### UDOSTĘPNIONY FRAGMENT
+ + +
Yamaha R1 Forum PL

Pełna wersja: No to po R1 :(
Aktualnie przeglądasz uproszczoną wersję forum. Kliknij tutaj, by zobaczyć wersję z pełnym formatowaniem.
Stron: 1 2 3
kuruj się chłopie i rób jak radzą żeby Cię nie wydymali na tych ubezpieczeniach. A na moto będzie jeszcze czas Red_icon_wink pzdr
spoko, dzięki Red_icon_smile
Ja miałem jedynie przy dwóch wypadkach w tym roku co przy maszynie opisywałem, najbardziej to złamaną rękę, dziurę w nodze, obita miednica, i tam jeszcze kilka smaczków, więc nie mam sie równać co z Tobą, i wiem co to za ból nie mieć "wyboru".

Więc Ci życzę jak najszybszego powrotu do zdrowia, i szybkiego rozwiązania sprawy. Red_icon_smile
Dziękuję bardzo za wszystkie miłe słowa.
+ + +
### ZADANIA DO ĆWICZENIA
• A. Przy ilu wypadkach w tym roku, według wypowiedzi z fragmentu wątku z forum zaczynającej się od „Ja miałem jedynie”, padły opisane w niej obrażenia?
• B. Przepisz fragment wątku z forum od „Pełna wersja: No” w dół aż do „wszystkie miłe słowa.”, zamieniając „ubezpieczeniach” na „odszkodowaniach”.

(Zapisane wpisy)
+ + +
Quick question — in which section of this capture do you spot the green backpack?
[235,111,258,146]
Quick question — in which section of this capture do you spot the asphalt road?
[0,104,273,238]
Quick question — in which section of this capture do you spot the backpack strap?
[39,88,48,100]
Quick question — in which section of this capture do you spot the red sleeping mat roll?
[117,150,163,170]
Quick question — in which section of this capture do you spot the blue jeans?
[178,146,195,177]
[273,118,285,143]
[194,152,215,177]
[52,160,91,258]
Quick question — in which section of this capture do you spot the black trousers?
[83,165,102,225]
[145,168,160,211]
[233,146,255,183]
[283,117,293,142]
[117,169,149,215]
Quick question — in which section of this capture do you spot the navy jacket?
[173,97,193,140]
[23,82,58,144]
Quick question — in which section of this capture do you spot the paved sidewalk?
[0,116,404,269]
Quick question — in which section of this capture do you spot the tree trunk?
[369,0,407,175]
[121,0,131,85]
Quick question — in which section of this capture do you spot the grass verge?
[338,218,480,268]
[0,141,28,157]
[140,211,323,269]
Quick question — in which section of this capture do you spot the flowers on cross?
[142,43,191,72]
+ + +
### ROZWIĄZANIA PO KOLEI
• A. Przy dwóch wypadkach.

• B.
Pełna wersja: No to po R1 :(
Aktualnie przeglądasz uproszczoną wersję forum. Kliknij tutaj, by zobaczyć wersję z pełnym formatowaniem.
Stron: 1 2 3
kuruj się chłopie i rób jak radzą żeby Cię nie wydymali na tych odszkodowaniach. A na moto będzie jeszcze czas Red_icon_wink pzdr
spoko, dzięki Red_icon_smile
Ja miałem jedynie przy dwóch wypadkach w tym roku co przy maszynie opisywałem, najbardziej to złamaną rękę, dziurę w nodze, obita miednica, i tam jeszcze kilka smaczków, więc nie mam sie równać co z Tobą, i wiem co to za ból nie mieć "wyboru".

Więc Ci życzę jak najszybszego powrotu do zdrowia, i szybkiego rozwiązania sprawy. Red_icon_smile
Dziękuję bardzo za wszystkie miłe słowa.